Lange Jahre war Klaus Kinski der Schrecken aller C-Film-Regisseure. Seit Anfang der 80er aber sah man ihn häufiger in halbwegs seriösen Rollen. Er spielte unter Billy Wilder, James Toback und George Roy Hill. 1981 stand er neben Sterling Hayden, Oliver Reed und Sarah Miles für den Thriller „Die schwarze Mamba“ (Pro7, 22 Uhr) vor der Kamera.

Sonntag, 27.12.

Um 14.50 Uhr muß der kleine Michael Ande wieder los und zum vierten Male seit 1966 in See stechen, da doch „Die Schatzinsel“ auf ihn wartet, mitten in der Zweiten Deutschen Fernsee. In die Internatsschnulze „Der Club der toten Dichter“ (ARD, 20.15 Uhr) verziehen sich gern LehrerInnen, wenn sie mal zwei Stunden heile Welt genießen möchten. Aber den Schülern die Comics verbieten! Schämt Euch. Regisseur Peter Weir wird ganz streng im Auge gehalten, seit er den frankokanadischen Film „Les Noces de Papier“ mit dem fetten Depardieu als „Green Card“ remakte, ohne mit einem Wort auf das Original hinzuweisen. Soll sich auch schämen.

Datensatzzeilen
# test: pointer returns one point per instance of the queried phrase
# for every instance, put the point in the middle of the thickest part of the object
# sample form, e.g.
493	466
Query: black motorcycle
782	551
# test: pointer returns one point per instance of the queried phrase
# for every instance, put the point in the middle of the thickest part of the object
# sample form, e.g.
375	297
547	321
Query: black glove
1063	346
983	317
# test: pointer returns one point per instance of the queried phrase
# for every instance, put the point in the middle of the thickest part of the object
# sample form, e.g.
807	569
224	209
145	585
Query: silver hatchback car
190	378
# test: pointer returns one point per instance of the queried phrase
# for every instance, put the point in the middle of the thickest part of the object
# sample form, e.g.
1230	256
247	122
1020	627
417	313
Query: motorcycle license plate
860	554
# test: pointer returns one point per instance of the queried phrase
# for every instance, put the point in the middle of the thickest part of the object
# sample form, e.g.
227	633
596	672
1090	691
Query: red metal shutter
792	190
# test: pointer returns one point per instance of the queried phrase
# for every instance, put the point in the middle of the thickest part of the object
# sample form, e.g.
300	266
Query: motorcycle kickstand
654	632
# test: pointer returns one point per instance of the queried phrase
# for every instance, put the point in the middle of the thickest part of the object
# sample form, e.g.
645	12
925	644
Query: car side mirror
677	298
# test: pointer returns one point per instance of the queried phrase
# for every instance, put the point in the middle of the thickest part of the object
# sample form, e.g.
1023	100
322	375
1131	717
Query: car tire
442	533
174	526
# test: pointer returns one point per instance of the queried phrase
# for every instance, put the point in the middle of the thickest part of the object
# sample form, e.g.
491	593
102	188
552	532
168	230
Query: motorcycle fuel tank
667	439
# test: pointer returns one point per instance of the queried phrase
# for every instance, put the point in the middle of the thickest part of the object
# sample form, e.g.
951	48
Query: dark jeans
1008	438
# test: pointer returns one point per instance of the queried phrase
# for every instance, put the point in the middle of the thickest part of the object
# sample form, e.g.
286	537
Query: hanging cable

◆ **Ihre Aufgabe**
Setzen Sie die Fernsehvorschau nach dem Satz „Soll sich auch schämen.“ fort.

◆ **Lösung**
Sie habe immer schon gewußt, schrieb taz-Kolumnistin Marcia Pally sinngemäß über „Blue Steel“ (RTL, 22 Uhr), daß Jamie Lee Curtis prima einen weiblichen „Dirty Harry“ abgeben würde. Damit wäre Kathryn Bigelows gut gemachter Thriller genial erfaßt. Der Umstand, daß der psychopathische Killer über eine auf jüdische Herkunft deutende Physiognomie verfügt, könnte unerwähnt bleiben, gäbe es da nicht dieses seltsame Blutopferritual auf dem Hochhausdach, das dramaturgisch keinerlei Sinn macht und ein etwas ungutes Gefühl hinterließ. Aber vielleicht ist man in diesen Tagen einfach ein wenig überempfindlich...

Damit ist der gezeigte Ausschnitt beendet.